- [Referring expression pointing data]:
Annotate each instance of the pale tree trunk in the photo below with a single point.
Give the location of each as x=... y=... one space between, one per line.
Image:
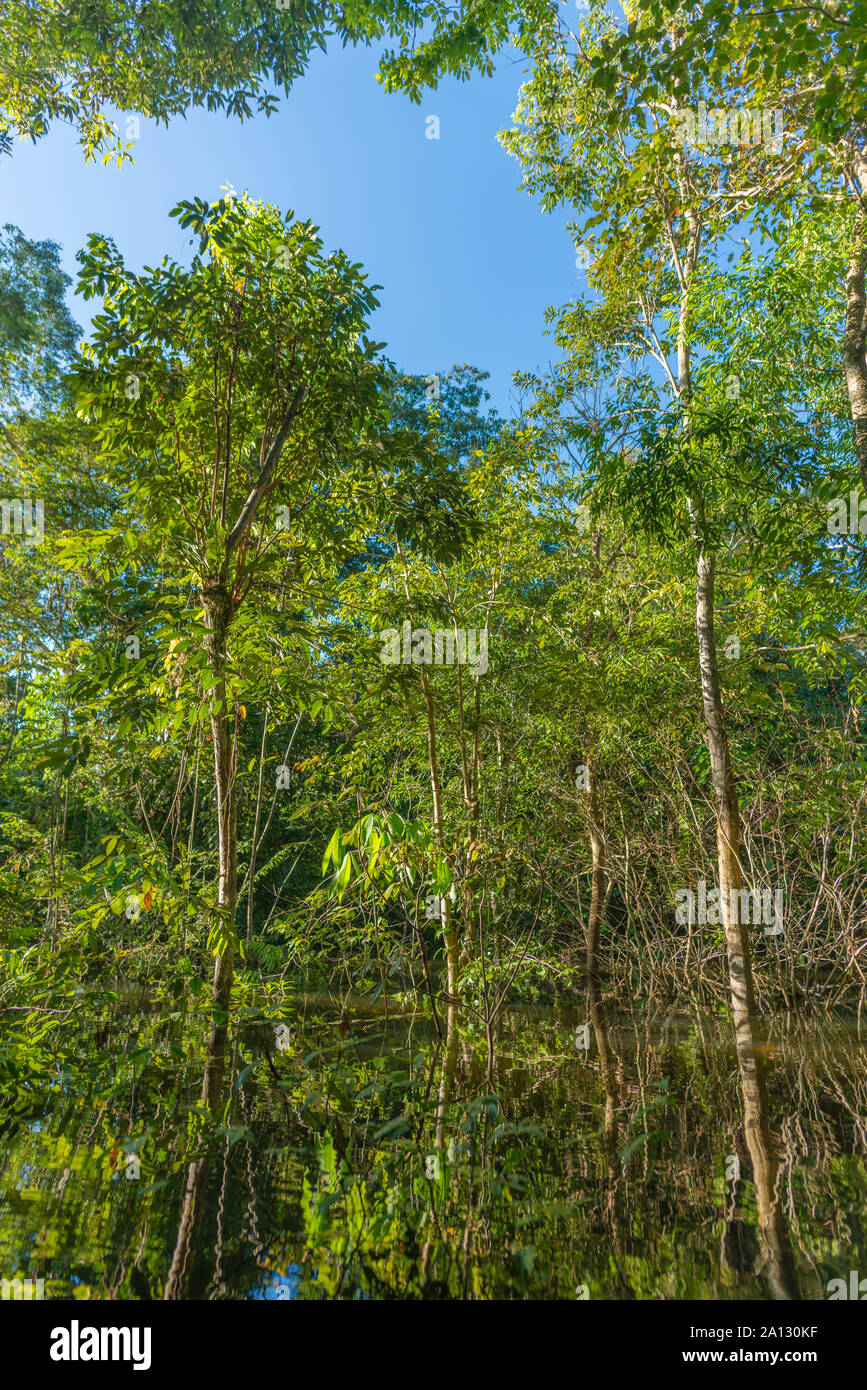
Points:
x=598 y=873
x=439 y=834
x=777 y=1265
x=725 y=801
x=855 y=332
x=218 y=609
x=725 y=794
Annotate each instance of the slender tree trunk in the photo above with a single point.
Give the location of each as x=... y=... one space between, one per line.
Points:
x=218 y=609
x=598 y=869
x=254 y=843
x=855 y=337
x=723 y=779
x=725 y=798
x=439 y=834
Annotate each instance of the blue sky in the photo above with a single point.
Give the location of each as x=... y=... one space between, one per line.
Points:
x=467 y=262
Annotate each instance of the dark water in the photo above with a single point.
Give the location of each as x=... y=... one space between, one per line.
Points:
x=354 y=1157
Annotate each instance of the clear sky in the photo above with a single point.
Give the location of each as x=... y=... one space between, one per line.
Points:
x=467 y=262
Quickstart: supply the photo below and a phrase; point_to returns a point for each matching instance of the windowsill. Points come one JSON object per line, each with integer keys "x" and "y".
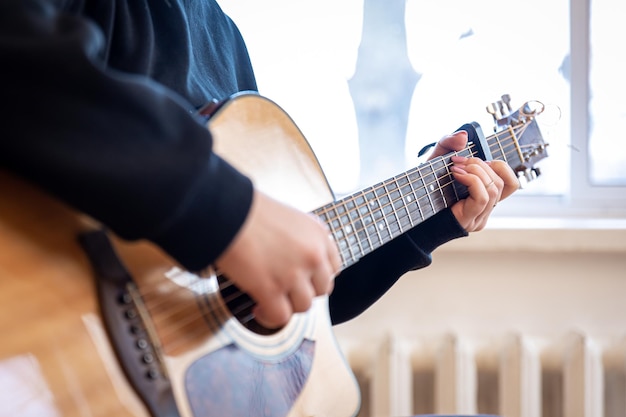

- [What needs to be done]:
All lines above with the word "instance" need to be reported.

- [Answer to this task]:
Annotate each instance of the pale tree trunk in the photo below with a single point.
Annotate each instance of the slender tree trunk in the photo above with a single point.
Annotate each instance of the blue sky in the photo above with a single point.
Annotate each instance of the dark water in the photo above with a single point.
Annotate each instance of the clear sky in the photo above with a single point.
Quickstart: supply the photo below and a phrase; point_to returns a point for each matching instance of the windowsill. Points come one JSON object per line, each with integer keys "x" and "y".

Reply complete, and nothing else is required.